*Task goal*:
Replace "Tag" with "Mark" in the entries, covering everything from the line that contains "Task: Where can the man's forehead" down to the line that contains "[[115, 151], [219, 176]]". Return only those lines, with nothing else changed.

─── Record extracts ───

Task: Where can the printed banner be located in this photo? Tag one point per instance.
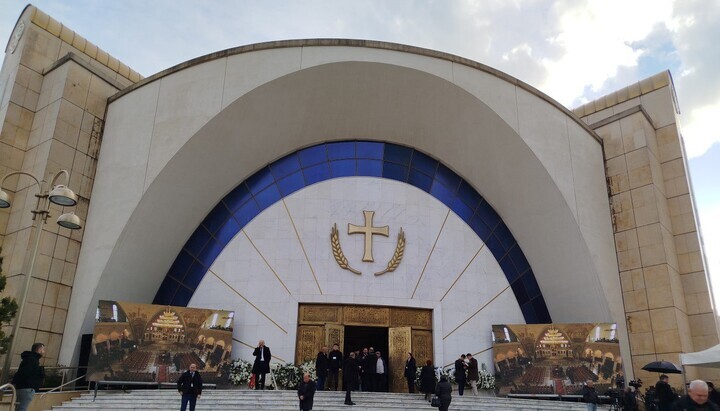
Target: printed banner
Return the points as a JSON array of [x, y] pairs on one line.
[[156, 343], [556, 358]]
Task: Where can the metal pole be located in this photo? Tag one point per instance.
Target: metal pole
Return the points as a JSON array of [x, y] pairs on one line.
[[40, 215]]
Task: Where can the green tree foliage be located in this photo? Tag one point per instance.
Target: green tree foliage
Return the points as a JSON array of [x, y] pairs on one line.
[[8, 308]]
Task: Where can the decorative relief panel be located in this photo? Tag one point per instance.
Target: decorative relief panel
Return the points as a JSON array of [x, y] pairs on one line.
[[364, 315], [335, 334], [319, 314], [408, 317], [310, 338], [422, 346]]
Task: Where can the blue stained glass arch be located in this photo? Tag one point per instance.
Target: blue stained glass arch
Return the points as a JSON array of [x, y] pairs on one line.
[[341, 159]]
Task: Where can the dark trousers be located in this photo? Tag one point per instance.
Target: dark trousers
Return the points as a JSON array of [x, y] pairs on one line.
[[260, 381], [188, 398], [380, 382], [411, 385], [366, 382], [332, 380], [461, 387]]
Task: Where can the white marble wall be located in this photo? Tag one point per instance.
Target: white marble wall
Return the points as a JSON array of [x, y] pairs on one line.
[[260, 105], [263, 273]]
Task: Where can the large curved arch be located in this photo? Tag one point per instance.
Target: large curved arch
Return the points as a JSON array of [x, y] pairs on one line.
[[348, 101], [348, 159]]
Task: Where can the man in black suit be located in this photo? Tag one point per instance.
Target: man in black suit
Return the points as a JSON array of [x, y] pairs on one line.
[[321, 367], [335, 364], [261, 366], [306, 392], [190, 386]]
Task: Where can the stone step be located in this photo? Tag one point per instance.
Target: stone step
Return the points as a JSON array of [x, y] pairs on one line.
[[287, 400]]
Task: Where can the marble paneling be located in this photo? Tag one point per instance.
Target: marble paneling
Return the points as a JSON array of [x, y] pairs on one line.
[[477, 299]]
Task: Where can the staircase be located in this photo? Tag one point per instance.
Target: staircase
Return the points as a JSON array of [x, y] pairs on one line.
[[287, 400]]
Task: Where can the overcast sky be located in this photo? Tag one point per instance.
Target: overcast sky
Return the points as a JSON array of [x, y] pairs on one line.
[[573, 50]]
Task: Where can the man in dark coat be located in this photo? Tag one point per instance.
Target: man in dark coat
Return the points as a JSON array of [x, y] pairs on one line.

───
─── Record extracts ───

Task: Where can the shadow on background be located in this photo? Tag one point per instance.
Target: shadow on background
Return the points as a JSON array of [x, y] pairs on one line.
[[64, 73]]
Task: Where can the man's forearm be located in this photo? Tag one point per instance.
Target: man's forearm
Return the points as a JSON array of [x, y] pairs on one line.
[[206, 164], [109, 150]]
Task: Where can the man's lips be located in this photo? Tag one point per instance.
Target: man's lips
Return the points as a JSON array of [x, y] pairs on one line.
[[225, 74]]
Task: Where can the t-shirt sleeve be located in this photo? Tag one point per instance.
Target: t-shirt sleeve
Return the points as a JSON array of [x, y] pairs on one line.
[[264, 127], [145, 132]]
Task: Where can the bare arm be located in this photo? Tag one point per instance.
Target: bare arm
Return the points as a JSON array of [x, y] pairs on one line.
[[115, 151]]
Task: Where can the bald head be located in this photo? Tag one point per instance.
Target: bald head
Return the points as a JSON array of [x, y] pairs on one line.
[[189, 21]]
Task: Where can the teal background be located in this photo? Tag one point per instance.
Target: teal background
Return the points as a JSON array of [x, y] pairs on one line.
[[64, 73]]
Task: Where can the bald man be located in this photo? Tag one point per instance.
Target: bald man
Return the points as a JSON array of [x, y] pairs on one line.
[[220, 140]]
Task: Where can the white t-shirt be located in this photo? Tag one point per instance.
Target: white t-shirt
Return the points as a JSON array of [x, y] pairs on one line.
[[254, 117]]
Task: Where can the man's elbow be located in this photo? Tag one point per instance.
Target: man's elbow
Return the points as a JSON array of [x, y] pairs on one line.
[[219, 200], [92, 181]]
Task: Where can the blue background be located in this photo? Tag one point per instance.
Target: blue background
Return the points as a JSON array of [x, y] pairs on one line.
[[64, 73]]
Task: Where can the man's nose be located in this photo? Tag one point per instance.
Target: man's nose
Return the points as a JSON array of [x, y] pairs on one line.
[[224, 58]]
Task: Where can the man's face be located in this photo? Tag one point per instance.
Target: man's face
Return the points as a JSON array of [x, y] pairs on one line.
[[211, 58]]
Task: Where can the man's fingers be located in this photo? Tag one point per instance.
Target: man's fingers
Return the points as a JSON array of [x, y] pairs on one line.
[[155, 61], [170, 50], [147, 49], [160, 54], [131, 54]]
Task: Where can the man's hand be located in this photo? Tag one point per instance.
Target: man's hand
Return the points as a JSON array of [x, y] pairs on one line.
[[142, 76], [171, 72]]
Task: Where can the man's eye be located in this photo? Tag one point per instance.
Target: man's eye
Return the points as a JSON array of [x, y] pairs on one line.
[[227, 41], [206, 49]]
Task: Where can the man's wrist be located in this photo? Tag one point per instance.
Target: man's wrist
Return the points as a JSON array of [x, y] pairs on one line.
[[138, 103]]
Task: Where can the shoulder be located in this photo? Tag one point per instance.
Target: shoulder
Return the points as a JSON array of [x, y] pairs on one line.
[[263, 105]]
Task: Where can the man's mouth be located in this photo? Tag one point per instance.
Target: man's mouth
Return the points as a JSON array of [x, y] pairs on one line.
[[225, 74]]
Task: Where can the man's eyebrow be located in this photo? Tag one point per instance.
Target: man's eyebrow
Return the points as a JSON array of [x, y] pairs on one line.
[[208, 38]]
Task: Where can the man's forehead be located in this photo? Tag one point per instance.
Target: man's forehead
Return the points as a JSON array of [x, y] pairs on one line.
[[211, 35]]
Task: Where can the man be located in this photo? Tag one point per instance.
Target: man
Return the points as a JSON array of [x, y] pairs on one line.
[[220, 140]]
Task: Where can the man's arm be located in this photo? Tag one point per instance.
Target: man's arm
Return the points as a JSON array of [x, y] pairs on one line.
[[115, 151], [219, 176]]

───

*Result*:
Task: Where can the man's forehead be located in this photo? Mark one point per instance.
Target: man's forehead
Return the points as a JSON array of [x, y] pairs on one line.
[[211, 35]]
Task: Where can the man be located in this photo? Mark one point per instance.
Target: man
Return the points as a JSON array of [x, y] pairs on one line.
[[220, 140]]
Task: Where can the man's arm be located in this photo? Mark one point per instance.
Target: man's arm
Return the points as a JSON array of [x, y] pairs on one line.
[[115, 151], [219, 176]]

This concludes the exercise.